» **PASSAGE SHOWN**:
---+---

Author: Vincent Lee (thevinster)

Changes

These scripts belong in the mlgo-utils directory when directly used with python3. Adjust the bazel paths to account for this as well. This follows the same structure as lit.

$ python3 ./llvm/utils/mlgo-utils/extract_ir.py --help                                                                                                        1s
usage: extract_ir.py [-h] [--input INPUT] [--input_type [{json,params,directory,bazel_aquery}]] [--output_dir OUTPUT_DIR] [--num_workers [NUM_WORKERS]] [--llvm_objcopy_path [LLVM_OBJCOPY_PATH]]
                     [--obj_base_dir [OBJ_BASE_DIR]] [--cmd_filter [CMD_FILTER]] [--thinlto_build [{distributed,local}]] [--cmd_section_name [CMD_SECTION_NAME]]
                     [--bitcode_section_name [BITCODE_SECTION_NAME]] [--verbosity [{DEBUG,INFO,WARNING,ERROR}]]
...

$ python3 ./llvm/utils/mlgo-utils/combine_training_corpus.py --help                                                                                           0s
usage: combine_training_corpus.py [-h] [--root_dir ROOT_DIR] [--verbosity [{DEBUG,INFO,WARNING,ERROR}]]
...

$ python3 ./llvm/utils/mlgo-utils/make_corpus.py --help                                                                                                      0s
usage: make_corpus.py [-h] [--input_dir INPUT_DIR] [--output_dir OUTPUT_DIR] [--default_args [DEFAULT_ARGS]]
...

Full diff: https://github.com/llvm/llvm-project/pull/146981.diff

4 Files Affected:

  • (renamed) llvm/utils/mlgo-utils/combine_training_corpus.py ()
  • (renamed) llvm/utils/mlgo-utils/extract_ir.py ()
  • (renamed) llvm/utils/mlgo-utils/make_corpus.py ()
  • (modified) utils/bazel/llvm-project-overlay/llvm/BUILD.bazel (+3-3)
diff --git a/llvm/utils/mlgo-utils/mlgo/corpus/combine_training_corpus.py b/llvm/utils/mlgo-utils/combine_training_corpus.py
similarity index 100%
rename from llvm/utils/mlgo-utils/mlgo/corpus/combine_training_corpus.py
rename to llvm/utils/mlgo-utils/combine_training_corpus.py
diff --git a/llvm/utils/mlgo-utils/mlgo/corpus/extract_ir.py b/llvm/utils/mlgo-utils/extract_ir.py
similarity index 100%
rename from llvm/utils/mlgo-utils/mlgo/corpus/extract_ir.py
rename to llvm/utils/mlgo-utils/extract_ir.py
diff --git a/llvm/utils/mlgo-utils/mlgo/corpus/make_corpus.py b/llvm/utils/mlgo-utils/make_corpus.py
similarity index 100%
rename from llvm/utils/mlgo-utils/mlgo/corpus/make_corpus.py
rename to llvm/utils/mlgo-utils/make_corpus.py
diff --git a/utils/bazel/llvm-project-overlay/llvm/BUILD.bazel b/utils/bazel/llvm-project-overlay/llvm/BUILD.bazel
index b618c74c19da1..db8a92fd25de6 100644
--- a/utils/bazel/llvm-project-overlay/llvm/BUILD.bazel
+++ b/utils/bazel/llvm-project-overlay/llvm/BUILD.bazel
@@ -5210,8 +5210,8 @@ py_binary(
 py_binary(
     name = "extract_ir",
     srcs = [
+        "utils/mlgo-utils/extract_ir.py",
         "utils/mlgo-utils/mlgo/__init__.py",
-        "utils/mlgo-utils/mlgo/corpus/extract_ir.py",
         "utils/mlgo-utils/mlgo/corpus/extract_ir_lib.py",
         "utils/mlgo-utils/mlgo/corpus/flags.py",
     ],
@@ -5221,8 +5221,8 @@ py_binary(
 py_binary(
     name = "combine_training_corpus",
     srcs = [
+        "utils/mlgo-utils/combine_training_corpus.py",
         "utils/mlgo-utils/mlgo/__init__.py",
-        "utils/mlgo-utils/mlgo/corpus/combine_training_corpus.py",
         "utils/mlgo-utils/mlgo/corpus/combine_training_corpus_lib.py",
         "utils/mlgo-utils/mlgo/corpus/flags.py",
     ],
@@ -5232,8 +5232,8 @@ py_binary(
 py_binary(
     name = "make_corpus",
     srcs = [
+        "utils/mlgo-utils/make_corpus.py",
         "utils/mlgo-utils/mlgo/__init__.py",
-        "utils/mlgo-utils/mlgo/corpus/make_corpus.py",
         "utils/mlgo-utils/mlgo/corpus/make_corpus_lib.py",
     ],
     imports = ["utils/mlgo-utils"],

Copy link
Contributor

@boomanaiden154 boomanaiden154 left a comment

Choose a reason for hiding this comment

The reason will be displayed to describe this comment to others. Learn more.

---+---

» **DATA ENTRIES**:
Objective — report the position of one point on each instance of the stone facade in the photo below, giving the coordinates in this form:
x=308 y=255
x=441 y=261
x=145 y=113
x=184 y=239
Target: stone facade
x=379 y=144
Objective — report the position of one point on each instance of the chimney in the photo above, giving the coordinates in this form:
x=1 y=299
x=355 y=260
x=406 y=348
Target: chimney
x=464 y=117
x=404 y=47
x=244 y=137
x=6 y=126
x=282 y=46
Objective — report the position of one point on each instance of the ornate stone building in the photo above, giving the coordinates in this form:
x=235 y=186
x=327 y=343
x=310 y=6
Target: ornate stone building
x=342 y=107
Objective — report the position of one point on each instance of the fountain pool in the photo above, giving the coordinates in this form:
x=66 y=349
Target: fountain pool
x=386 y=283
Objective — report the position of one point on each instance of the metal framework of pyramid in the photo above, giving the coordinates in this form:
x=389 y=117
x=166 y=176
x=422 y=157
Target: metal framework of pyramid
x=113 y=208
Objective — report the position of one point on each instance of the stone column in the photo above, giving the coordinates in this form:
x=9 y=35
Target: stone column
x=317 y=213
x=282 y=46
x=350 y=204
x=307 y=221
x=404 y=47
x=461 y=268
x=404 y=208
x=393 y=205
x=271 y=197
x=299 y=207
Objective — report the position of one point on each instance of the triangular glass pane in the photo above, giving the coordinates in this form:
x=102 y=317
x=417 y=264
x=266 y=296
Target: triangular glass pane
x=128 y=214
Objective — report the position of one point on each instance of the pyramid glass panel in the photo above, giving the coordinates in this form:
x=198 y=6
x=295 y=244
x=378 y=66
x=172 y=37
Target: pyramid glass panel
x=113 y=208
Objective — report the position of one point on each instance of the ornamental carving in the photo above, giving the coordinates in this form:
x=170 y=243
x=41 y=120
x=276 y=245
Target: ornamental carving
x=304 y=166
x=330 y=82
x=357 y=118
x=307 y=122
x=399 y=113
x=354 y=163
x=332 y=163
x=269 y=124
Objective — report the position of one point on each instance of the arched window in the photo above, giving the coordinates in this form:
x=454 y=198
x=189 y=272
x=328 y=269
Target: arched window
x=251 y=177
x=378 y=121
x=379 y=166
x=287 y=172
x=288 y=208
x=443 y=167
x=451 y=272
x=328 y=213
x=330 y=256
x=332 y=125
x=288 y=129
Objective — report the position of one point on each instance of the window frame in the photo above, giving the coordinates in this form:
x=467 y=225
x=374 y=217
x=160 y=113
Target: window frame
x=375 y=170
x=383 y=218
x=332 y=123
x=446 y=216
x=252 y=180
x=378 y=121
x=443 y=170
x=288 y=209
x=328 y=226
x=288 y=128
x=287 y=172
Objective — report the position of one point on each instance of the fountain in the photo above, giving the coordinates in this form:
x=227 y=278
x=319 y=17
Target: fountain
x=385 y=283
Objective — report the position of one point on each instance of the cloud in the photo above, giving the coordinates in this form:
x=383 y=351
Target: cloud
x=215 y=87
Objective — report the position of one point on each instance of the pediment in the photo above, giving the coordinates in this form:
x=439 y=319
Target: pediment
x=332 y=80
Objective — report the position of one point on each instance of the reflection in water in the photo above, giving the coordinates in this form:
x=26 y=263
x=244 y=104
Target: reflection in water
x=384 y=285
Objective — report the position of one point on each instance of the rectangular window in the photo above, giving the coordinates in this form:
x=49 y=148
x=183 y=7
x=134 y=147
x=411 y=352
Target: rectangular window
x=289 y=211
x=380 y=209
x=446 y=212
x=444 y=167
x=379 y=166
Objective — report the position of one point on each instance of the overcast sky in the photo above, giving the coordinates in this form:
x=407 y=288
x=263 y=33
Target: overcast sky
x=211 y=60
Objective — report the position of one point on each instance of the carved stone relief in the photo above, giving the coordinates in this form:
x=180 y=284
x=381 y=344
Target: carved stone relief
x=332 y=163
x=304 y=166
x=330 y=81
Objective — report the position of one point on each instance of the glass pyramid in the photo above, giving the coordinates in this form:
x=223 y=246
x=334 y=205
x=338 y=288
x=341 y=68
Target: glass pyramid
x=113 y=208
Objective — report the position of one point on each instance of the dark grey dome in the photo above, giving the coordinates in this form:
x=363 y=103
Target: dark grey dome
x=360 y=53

---+---

» **REQUIRED WORK**:
1 – Using the pull request text above, decide whether each statement agrees with it. Answer yes or no for each, and quote the words that decide it.
(a) The BUILD.bazel file gained three lines and lost three lines.
(b) The three moved scripts were edited as well as moved.
(c) The new layout of the scripts follows the same structure as lit.
2 – Summarize the pull request text above in two sentences.
3 – List every option shown in the usage line for make_corpus.py in the pull request text above.

» **RESULTS**:
1 –
(a) Yes: "(modified) utils/bazel/llvm-project-overlay/llvm/BUILD.bazel (+3-3)"
(b) No: "similarity index 100%"
(c) Yes: "This follows the same structure as lit."

2 – The change moves combine_training_corpus.py, extract_ir.py, and make_corpus.py from llvm/utils/mlgo-utils/mlgo/corpus into the mlgo-utils directory, where they belong when used directly with python3, following the same structure as lit. It also adjusts the bazel paths in BUILD.bazel so that the extract_ir, combine_training_corpus, and make_corpus py_binary targets point to the scripts at their new locations.

3 –
-h
--input_dir
--output_dir
--default_args